11/13/2021
Researchers have discovered the best time for you to fall asleep to protect your heart and rest is between 10 and 11 p.m.
A peer-reviewed study published in the European Heart Journal analyzed the sleep and heart patterns of about 88,000 adults for six years.
The data revealed a 12% greater risk for developing cardiovascular disease among those who went to sleep between 11 and 11:59 p.m. and a 25% higher risk among people who fell asleep at midnight or later. Adults who fell asleep earlier than 10 p.m. had a 24% increase in risk.
Researchers factored in the individuals' age, gender, sleep duration, sleep irregularity, being an early bird or a night owl, smoking status, body-mass index, diabetes, blood pressure, cholesterol levels and socioeconomic status. Overall, they found consistent sleeping at or after midnight increased the person's risk of heart disease.
“The body has a 24-hour internal clock, called circadian rhythm, that helps regulate physical and mental functioning,” David Plans, a neuroscientist and experimental psychologist and co-author of the study, said in a statement to NBC News. “While we cannot conclude causation from our study, the results suggest that early or late bedtimes may be more likely to disrupt the body clock, with adverse consequences for cardiovascular health.”

DATA ▸
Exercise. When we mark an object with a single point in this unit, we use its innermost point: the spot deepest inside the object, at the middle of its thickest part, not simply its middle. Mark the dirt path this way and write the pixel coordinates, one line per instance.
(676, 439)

EXERCISE SET ▸
**A.** In the article on bedtime and heart health, how much higher was the cardiovascular disease risk for people who fell asleep at midnight or later?
**B.** Carry on the article on bedtime and heart health from its last paragraph.

ANSWERS FOR THE EXERCISE ▸
**A.** 25% higher

**B.**
A common habit of falling asleep after midnight after, say, deciding to stay up longer to binge-watch your favorite streaming show, is called revenge bedtime procrastination, and experts say this decision to sacrifice sleep for leisure time is actually doing more harm than good. And yes, you can die if you don't get enough sleep, since it's vital to your brain functions. As we sleep, various parts of our brain shut down, and that reduced power consumption reduces the swelling across our neurons. Without any sleep, toxins build up in our brain and can kill us within 200 hours.